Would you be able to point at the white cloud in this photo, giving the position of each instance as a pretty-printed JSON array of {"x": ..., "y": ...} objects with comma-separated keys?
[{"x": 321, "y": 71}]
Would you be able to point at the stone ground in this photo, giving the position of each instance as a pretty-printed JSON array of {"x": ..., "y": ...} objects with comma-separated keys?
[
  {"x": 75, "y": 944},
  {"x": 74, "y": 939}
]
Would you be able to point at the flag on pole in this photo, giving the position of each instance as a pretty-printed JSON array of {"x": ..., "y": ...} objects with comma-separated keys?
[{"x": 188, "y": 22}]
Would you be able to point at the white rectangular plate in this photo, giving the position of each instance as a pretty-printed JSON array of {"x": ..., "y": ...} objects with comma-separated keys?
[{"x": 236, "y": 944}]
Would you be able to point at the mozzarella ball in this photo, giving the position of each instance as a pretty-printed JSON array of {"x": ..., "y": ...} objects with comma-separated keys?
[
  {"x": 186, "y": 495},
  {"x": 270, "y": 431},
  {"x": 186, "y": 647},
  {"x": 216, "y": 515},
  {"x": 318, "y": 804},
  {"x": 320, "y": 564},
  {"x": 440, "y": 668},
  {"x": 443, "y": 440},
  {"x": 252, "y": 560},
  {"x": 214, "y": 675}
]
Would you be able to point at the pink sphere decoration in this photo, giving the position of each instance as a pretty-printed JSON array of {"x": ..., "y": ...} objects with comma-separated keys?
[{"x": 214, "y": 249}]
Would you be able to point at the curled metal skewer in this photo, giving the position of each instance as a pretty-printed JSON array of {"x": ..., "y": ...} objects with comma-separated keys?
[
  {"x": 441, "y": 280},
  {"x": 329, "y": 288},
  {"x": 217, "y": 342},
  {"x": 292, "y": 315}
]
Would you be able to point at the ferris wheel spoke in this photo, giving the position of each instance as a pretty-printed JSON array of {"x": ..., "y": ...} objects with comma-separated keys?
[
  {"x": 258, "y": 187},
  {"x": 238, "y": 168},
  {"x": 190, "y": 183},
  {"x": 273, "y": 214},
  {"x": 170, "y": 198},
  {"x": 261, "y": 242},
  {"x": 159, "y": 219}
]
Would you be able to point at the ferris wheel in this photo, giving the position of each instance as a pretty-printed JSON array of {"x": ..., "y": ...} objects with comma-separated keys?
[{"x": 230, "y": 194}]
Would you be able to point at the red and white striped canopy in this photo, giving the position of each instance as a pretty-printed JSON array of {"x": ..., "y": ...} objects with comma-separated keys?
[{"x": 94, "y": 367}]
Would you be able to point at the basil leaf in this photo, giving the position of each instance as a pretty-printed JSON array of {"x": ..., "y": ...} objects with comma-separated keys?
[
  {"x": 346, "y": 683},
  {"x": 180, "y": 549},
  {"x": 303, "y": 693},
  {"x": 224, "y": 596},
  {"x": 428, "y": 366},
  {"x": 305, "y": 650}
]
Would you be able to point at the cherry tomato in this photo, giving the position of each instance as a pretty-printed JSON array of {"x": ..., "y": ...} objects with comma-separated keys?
★ ★ ★ ★ ★
EXERCISE OBJECTIVE: An exact transcription of all the material above is the expected answer.

RESPONSE:
Would you be able to point at the white cloud in this photo, giving the position of each instance as a pretty-printed JSON array of {"x": ..., "y": ...} objects with comma-separated keys?
[{"x": 321, "y": 71}]
Would you be able to point at the stone ground in this photo, giving the position of each instance as a pretty-printed JSON array of {"x": ..., "y": ...} objects with comma-separated keys?
[
  {"x": 75, "y": 944},
  {"x": 74, "y": 939}
]
Would you be able to point at the flag on pole in this photo, giving the position of each instance as a pretty-printed JSON array of {"x": ..., "y": ...} objects with comma-separated keys?
[{"x": 188, "y": 22}]
Would you be able to point at the white rectangular plate in this photo, giving the position of each instance as a pretty-printed JSON array of {"x": ..., "y": ...} objects with comma-separated keys?
[{"x": 236, "y": 944}]
Would you be able to point at the mozzarella ball in this photo, giving the position of each instance as a pretty-printed JSON array of {"x": ..., "y": ...} objects with comma-separated keys?
[
  {"x": 186, "y": 495},
  {"x": 270, "y": 431},
  {"x": 186, "y": 647},
  {"x": 216, "y": 515},
  {"x": 318, "y": 804},
  {"x": 320, "y": 564},
  {"x": 440, "y": 668},
  {"x": 443, "y": 440},
  {"x": 252, "y": 560},
  {"x": 214, "y": 675}
]
Would you be able to point at the pink sphere decoration in this photo, giving the position of each instance as a pretty-printed JSON array of {"x": ..., "y": ...} objects with comma-separated keys?
[{"x": 214, "y": 249}]
Would you be able to point at the curled metal skewer in this photo, giving the position of each instance as a pretty-printed JSON array of {"x": ..., "y": ...} objects with comma-separated keys?
[
  {"x": 441, "y": 280},
  {"x": 329, "y": 288},
  {"x": 217, "y": 342},
  {"x": 292, "y": 315}
]
Would you be able to point at the ferris wheel spoke in this photo, giving the position of each instance as a pretty-printed JSON array of {"x": ..., "y": ...} objects with comma-separated keys?
[
  {"x": 258, "y": 187},
  {"x": 238, "y": 168},
  {"x": 190, "y": 183},
  {"x": 273, "y": 214},
  {"x": 170, "y": 198},
  {"x": 261, "y": 242},
  {"x": 159, "y": 219}
]
Would you be able to point at the ferris wheel in this photo, giving the position of each instance as a pretty-printed JSON array of {"x": ..., "y": ...} objects with comma-separated keys?
[{"x": 230, "y": 194}]
Would you be able to point at the red and white striped canopy in this photo, giving the position of each instance as a pretty-printed JSON array of {"x": ..., "y": ...} objects with comma-separated keys?
[{"x": 94, "y": 367}]
Would you be able to point at the basil leaf in this photo, giving the position of each instance as a pretty-printed JSON array of {"x": ..., "y": ...} objects with comma-separated keys?
[
  {"x": 346, "y": 683},
  {"x": 180, "y": 549},
  {"x": 303, "y": 693},
  {"x": 224, "y": 596},
  {"x": 428, "y": 366},
  {"x": 305, "y": 650}
]
Would you be able to point at the cherry tomato in this photo, giving the position of each instance as a pretty-printed JSON array of {"x": ..., "y": ...} objects with comma-separated keys?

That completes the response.